_Problem to solve_
Scan the entries for the word "seat". Every line that has it should be copied.

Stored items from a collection

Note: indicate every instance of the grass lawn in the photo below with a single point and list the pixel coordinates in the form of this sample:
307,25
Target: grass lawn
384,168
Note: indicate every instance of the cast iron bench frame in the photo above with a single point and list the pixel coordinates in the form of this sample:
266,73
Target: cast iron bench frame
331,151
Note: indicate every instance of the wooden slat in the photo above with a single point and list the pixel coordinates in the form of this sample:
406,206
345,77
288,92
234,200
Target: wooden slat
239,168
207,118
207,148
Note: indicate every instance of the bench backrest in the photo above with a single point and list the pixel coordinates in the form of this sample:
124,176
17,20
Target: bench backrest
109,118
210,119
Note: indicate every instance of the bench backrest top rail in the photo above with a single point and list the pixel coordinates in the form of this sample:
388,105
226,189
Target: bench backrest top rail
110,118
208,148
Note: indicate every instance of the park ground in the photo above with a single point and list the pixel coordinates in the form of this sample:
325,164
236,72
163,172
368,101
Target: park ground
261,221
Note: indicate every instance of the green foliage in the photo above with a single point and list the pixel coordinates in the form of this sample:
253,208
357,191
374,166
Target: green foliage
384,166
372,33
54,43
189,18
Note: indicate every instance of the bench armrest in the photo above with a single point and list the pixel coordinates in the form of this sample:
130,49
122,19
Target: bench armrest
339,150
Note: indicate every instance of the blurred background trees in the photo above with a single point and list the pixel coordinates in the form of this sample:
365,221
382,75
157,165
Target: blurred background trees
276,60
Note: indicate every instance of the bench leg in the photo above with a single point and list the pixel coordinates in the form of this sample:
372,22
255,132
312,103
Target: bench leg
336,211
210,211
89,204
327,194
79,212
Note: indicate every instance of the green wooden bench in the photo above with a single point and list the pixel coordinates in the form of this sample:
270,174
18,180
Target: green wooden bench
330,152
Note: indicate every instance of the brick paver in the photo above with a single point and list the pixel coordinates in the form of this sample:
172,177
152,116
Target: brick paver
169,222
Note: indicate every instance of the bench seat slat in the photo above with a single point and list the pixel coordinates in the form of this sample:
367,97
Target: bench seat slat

_Written response_
Note: indicate every instance of the bench seat slat in the photo above with a single point and list the pixel coordinates in the form of this sample:
Target: bench seat slat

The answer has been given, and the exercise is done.